§ RECORDS FOR THE EXERCISE:
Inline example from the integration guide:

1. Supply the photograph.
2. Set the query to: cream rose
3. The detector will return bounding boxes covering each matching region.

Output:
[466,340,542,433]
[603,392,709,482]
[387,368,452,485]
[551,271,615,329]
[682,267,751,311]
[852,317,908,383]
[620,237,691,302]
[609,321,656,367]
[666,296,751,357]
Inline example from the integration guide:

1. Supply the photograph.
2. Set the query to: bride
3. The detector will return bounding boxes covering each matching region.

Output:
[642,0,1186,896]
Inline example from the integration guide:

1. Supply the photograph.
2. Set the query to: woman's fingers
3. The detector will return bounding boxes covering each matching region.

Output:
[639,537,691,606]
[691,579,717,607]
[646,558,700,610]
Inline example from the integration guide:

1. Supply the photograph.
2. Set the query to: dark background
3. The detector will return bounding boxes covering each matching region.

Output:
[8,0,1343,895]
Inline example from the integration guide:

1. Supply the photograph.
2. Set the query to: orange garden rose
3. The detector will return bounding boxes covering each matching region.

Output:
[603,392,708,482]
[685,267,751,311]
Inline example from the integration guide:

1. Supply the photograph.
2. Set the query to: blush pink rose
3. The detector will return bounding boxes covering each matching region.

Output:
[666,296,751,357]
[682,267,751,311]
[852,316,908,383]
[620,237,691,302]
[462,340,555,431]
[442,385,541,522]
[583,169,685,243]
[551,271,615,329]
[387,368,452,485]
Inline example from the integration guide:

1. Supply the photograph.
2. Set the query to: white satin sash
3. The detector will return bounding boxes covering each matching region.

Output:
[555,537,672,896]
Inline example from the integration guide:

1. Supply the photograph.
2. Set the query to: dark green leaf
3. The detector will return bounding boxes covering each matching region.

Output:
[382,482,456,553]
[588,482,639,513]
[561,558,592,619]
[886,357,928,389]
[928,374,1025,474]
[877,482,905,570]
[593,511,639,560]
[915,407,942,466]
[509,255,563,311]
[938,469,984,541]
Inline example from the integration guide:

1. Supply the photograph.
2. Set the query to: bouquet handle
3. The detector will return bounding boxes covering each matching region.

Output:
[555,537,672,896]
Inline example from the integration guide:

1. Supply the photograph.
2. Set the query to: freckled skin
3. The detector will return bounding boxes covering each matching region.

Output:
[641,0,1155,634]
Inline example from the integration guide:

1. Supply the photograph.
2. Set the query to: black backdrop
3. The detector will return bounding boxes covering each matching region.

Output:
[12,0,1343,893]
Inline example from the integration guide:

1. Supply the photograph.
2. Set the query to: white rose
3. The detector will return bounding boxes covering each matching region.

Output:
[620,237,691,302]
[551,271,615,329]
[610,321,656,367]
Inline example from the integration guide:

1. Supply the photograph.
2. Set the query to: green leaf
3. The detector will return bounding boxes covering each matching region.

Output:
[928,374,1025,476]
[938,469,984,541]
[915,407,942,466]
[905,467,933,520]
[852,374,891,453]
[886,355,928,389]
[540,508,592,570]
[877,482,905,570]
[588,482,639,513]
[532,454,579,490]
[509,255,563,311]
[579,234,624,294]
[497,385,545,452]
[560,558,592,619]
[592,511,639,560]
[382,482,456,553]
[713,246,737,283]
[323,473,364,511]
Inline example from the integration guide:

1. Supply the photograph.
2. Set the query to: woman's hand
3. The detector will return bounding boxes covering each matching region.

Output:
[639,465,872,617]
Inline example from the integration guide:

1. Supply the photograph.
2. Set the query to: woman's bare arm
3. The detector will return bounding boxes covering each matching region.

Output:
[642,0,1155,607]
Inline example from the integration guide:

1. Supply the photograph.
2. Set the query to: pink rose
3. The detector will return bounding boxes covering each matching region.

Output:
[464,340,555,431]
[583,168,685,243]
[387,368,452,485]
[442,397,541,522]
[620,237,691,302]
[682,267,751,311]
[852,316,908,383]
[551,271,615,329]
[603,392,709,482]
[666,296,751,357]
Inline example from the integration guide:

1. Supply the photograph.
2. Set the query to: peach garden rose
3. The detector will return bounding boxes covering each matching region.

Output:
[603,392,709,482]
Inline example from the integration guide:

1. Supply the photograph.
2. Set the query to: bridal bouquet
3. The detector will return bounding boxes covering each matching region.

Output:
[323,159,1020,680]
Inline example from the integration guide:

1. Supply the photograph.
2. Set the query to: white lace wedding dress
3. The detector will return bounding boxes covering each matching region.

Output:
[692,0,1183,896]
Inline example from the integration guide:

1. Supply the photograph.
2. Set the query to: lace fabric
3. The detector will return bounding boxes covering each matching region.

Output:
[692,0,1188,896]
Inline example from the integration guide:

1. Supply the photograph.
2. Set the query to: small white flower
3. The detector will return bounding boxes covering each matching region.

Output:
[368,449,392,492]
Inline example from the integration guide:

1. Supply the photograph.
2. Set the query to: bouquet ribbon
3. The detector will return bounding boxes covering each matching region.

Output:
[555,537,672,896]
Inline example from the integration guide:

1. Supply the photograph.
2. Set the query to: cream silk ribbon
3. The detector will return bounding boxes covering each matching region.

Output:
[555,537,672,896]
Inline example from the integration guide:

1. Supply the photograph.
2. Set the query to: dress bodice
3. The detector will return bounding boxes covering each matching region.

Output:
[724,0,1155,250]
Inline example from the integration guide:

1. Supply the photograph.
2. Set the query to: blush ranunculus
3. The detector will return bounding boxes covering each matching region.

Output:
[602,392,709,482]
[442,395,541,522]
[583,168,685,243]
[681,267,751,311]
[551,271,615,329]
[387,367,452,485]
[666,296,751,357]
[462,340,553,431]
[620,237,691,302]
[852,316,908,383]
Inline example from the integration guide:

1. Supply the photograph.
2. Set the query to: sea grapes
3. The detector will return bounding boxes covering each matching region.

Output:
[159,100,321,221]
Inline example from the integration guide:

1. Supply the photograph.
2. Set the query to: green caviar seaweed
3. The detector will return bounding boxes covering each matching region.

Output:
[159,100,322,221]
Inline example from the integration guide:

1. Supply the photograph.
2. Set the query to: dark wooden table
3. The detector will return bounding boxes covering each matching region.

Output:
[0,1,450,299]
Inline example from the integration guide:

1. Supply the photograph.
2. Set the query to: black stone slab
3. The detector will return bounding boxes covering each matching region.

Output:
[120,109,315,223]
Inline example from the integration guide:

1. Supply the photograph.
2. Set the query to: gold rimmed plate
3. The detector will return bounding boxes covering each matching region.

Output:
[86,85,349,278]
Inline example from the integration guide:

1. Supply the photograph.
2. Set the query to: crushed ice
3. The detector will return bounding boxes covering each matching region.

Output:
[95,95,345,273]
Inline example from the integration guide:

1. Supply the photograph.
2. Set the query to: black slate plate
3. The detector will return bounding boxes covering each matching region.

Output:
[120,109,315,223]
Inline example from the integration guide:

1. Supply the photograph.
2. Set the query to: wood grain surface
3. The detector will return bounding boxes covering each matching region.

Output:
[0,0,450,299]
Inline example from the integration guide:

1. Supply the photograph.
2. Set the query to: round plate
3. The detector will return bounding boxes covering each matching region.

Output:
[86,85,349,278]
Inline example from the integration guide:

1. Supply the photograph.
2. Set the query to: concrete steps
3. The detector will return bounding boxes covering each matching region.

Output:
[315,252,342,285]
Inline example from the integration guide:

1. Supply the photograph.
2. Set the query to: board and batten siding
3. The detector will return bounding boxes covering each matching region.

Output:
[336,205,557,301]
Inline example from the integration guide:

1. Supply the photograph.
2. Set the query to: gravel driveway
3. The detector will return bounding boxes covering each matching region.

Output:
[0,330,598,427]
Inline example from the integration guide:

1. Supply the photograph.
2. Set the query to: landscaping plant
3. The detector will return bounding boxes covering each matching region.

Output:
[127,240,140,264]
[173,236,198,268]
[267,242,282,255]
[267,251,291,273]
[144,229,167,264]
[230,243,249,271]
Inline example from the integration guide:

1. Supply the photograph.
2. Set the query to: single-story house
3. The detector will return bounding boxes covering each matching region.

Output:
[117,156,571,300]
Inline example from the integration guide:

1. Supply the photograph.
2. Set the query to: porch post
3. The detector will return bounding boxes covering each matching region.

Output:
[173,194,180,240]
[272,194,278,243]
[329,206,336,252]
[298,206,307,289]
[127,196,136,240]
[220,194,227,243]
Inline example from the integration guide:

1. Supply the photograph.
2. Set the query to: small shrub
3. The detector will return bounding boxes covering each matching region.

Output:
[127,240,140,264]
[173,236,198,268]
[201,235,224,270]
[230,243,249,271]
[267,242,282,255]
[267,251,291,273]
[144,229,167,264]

§ DIRECTIONS FOR THIS TASK: Filter the listing above down to the lines that contain the word "dress", and copy each of those lines unchanged.

§ THE REPLY:
2. Set the query to: white lace wedding dress
2. Set the query to: dress bodice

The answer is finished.